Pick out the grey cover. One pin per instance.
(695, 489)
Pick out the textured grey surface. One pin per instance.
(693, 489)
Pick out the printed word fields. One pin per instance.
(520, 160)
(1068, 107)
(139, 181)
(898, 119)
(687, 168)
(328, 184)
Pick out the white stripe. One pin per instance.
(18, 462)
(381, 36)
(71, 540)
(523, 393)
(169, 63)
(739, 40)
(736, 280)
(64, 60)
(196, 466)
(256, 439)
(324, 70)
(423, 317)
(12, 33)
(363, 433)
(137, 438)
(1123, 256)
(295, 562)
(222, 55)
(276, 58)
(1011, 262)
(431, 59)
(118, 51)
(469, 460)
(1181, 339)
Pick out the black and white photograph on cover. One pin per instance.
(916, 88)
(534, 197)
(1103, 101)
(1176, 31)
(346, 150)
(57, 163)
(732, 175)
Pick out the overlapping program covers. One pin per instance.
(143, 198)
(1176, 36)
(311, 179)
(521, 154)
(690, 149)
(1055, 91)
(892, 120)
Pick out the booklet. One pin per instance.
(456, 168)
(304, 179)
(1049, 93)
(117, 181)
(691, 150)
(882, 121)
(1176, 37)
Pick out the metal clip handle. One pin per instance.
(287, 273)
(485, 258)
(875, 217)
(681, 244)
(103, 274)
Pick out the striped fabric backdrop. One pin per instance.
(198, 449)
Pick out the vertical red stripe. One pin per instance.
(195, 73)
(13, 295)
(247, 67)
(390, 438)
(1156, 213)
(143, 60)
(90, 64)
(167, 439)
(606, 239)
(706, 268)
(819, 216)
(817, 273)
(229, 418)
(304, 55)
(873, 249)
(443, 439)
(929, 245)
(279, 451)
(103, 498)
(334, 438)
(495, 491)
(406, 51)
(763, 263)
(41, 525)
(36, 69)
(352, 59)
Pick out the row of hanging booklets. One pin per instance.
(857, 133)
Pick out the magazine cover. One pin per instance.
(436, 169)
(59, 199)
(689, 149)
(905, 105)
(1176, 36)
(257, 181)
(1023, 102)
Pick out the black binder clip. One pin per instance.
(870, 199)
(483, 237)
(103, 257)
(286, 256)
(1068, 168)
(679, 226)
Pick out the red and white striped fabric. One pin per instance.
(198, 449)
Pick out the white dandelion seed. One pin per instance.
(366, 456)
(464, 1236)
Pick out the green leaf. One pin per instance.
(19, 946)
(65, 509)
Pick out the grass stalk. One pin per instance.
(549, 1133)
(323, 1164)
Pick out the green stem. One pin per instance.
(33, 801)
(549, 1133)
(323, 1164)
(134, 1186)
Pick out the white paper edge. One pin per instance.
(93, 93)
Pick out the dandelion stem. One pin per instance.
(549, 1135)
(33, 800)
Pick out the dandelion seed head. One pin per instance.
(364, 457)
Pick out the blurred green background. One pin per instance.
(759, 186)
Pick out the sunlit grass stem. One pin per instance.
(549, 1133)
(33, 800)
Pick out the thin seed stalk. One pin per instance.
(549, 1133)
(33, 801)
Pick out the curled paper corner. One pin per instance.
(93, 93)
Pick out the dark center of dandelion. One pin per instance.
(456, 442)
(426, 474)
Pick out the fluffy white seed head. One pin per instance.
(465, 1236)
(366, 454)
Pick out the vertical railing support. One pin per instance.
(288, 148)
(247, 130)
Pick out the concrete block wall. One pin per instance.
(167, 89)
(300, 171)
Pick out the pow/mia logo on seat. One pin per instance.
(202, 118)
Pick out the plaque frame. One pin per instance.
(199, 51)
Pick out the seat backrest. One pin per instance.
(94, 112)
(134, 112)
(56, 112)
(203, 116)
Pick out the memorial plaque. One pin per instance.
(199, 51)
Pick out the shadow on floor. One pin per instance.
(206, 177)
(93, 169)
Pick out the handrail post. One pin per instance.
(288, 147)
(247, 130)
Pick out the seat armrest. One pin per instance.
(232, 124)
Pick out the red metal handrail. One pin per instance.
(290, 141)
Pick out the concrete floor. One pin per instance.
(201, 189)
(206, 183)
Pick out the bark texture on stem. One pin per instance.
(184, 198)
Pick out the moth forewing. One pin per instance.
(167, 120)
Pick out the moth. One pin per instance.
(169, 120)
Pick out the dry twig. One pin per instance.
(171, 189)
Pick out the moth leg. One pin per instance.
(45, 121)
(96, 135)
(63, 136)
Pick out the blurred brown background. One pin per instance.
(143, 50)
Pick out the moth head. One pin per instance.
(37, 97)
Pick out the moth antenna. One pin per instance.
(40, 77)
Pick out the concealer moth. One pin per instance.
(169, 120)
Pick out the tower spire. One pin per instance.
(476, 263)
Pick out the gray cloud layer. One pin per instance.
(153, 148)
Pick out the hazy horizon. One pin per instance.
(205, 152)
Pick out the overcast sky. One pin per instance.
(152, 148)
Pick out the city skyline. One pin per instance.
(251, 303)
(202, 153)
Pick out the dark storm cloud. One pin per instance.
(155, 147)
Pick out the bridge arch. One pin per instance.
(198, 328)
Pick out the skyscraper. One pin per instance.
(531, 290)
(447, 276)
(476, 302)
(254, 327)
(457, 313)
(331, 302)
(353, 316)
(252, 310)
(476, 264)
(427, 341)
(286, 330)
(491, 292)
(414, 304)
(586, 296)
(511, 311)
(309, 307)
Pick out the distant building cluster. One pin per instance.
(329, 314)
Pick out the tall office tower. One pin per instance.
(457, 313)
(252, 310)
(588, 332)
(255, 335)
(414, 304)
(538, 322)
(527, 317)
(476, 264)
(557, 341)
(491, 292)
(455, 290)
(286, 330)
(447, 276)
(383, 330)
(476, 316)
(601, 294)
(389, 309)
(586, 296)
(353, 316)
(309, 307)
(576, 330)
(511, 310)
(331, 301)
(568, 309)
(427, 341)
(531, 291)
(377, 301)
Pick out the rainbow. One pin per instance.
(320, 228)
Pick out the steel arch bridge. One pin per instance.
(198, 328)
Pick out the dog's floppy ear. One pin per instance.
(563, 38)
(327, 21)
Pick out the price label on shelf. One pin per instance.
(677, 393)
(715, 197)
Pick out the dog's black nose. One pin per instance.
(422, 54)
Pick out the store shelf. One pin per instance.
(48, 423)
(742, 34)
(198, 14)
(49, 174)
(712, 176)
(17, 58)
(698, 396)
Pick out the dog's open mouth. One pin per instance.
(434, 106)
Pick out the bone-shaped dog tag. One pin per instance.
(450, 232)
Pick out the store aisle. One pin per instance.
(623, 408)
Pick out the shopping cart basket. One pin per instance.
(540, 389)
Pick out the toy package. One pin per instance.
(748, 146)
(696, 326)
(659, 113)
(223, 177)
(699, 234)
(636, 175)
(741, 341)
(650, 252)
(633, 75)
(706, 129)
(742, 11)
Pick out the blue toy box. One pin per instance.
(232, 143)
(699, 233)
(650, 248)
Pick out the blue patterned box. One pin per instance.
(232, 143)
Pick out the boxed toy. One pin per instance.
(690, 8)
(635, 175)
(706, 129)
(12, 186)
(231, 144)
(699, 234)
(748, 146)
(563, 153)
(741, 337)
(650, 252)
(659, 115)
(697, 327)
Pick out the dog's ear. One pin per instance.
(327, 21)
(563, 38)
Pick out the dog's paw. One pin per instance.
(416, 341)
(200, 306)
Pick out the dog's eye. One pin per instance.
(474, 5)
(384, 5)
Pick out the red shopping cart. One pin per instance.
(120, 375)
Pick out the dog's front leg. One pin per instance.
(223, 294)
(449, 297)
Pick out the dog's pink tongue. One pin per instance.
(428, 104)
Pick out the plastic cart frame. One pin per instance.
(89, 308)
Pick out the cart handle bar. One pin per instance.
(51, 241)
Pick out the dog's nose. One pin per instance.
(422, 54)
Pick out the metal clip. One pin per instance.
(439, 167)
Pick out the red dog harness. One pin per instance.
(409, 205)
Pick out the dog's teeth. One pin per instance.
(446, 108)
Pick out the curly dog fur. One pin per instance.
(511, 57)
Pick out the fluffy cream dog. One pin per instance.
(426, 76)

########################################

• _The problem_: Reproduce the entries word for word, starting at the line that contains "Pick out the metal clip." and continuing through the last line of the entries, with both ends included.

• _Exercise solution_:
Pick out the metal clip. One pin per instance.
(439, 167)
Pick out the red dog harness. One pin per instance.
(409, 205)
Pick out the dog's teeth. One pin per instance.
(446, 108)
Pick out the curly dog fur. One pin per instance.
(511, 57)
Pick out the fluffy cream dog. One pin per instance.
(426, 76)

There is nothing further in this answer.